● EXERCISE DIRECTIONS:
Take the lines from the one with "column 443, row 316" to the end of the listing, both ends included, and quote them exactly, leaving pictures out.

● INFORMATION SUPPLIED:

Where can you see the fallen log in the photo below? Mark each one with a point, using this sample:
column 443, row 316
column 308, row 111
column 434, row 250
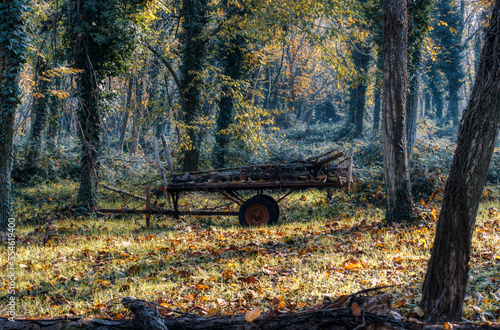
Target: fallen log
column 123, row 192
column 307, row 320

● REPLY TO THE TASK:
column 443, row 316
column 308, row 111
column 434, row 250
Target: fallen log
column 123, row 192
column 307, row 320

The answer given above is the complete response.